■ Stored records
=== Begin Enclosure ===

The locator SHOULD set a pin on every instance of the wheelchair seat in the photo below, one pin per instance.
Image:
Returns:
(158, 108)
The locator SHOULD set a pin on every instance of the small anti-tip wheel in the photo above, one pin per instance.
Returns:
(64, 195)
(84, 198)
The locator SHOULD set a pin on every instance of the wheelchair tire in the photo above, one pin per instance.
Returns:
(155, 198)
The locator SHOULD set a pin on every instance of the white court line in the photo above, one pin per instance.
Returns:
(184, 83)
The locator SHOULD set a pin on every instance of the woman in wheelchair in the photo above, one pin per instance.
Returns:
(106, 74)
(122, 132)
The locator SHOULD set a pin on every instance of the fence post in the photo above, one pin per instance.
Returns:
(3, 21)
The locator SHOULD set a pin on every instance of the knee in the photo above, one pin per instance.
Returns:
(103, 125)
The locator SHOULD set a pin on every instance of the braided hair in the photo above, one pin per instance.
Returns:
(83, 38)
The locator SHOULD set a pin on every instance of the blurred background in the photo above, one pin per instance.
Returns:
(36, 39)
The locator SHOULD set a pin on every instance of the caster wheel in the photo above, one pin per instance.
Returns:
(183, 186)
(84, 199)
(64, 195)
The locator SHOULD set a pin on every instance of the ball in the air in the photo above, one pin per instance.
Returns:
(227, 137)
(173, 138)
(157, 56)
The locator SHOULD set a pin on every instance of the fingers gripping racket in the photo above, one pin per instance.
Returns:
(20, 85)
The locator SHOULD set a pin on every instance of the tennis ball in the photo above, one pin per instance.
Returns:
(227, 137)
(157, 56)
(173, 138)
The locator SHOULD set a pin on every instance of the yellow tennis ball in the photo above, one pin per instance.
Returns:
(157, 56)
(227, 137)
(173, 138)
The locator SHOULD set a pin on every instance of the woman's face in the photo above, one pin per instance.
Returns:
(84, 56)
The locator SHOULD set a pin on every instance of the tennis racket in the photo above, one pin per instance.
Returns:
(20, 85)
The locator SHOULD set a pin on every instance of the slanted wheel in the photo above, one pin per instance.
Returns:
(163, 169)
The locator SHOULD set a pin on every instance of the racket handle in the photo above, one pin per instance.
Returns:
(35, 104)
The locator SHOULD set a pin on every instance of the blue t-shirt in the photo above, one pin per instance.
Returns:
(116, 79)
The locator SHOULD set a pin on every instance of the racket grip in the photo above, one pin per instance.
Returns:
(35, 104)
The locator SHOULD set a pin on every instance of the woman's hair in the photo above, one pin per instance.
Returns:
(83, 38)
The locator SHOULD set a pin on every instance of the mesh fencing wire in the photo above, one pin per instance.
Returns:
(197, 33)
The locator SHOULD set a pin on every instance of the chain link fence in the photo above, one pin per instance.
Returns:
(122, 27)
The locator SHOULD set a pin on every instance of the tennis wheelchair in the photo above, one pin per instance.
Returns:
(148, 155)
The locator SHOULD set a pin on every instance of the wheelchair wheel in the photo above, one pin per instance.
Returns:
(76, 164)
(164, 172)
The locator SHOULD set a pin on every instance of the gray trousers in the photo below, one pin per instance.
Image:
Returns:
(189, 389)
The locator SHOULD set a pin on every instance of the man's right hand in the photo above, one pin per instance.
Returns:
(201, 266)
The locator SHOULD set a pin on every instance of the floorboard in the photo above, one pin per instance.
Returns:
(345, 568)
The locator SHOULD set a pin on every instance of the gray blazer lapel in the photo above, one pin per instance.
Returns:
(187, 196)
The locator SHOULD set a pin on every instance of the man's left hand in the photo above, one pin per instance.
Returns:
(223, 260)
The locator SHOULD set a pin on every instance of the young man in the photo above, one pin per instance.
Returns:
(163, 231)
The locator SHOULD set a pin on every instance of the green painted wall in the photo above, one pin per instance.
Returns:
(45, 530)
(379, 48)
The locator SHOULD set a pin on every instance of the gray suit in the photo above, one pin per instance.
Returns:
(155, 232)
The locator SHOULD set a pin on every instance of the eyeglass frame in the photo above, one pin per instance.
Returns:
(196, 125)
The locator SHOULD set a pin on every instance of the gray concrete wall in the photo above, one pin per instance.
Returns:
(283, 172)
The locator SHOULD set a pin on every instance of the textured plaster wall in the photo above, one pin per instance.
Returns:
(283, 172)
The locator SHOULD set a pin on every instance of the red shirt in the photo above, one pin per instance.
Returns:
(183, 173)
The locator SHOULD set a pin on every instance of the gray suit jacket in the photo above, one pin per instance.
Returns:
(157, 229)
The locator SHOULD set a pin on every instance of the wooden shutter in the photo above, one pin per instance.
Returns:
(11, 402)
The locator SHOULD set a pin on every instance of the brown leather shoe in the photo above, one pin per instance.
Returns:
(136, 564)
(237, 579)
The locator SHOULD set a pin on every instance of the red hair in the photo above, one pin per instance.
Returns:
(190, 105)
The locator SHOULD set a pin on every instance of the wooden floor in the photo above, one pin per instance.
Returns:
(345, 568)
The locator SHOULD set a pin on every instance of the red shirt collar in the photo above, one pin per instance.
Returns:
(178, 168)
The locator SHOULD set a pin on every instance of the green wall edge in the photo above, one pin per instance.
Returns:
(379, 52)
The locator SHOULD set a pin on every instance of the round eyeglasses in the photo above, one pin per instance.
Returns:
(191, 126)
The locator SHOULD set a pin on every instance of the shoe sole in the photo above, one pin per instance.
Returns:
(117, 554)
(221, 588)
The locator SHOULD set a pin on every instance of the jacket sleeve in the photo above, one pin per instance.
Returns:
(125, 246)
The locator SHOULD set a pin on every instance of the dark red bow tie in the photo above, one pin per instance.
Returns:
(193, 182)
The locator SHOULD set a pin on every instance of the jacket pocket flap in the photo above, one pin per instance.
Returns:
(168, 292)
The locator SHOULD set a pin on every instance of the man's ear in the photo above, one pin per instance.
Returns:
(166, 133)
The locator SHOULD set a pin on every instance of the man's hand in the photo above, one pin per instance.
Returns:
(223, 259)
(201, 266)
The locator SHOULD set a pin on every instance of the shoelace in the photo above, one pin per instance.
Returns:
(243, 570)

=== End Enclosure ===

■ Assignment
Where a line above holds the string "ball", copy that line.

■ Result
The locator SHOULD set a pin on every instance of the ball in the air in the photo above, one pin per instance.
The locator SHOULD set a pin on every instance of the tennis ball in the photo above, one pin per instance.
The locator SHOULD set a pin on every instance of the yellow tennis ball in the photo above, one pin per instance.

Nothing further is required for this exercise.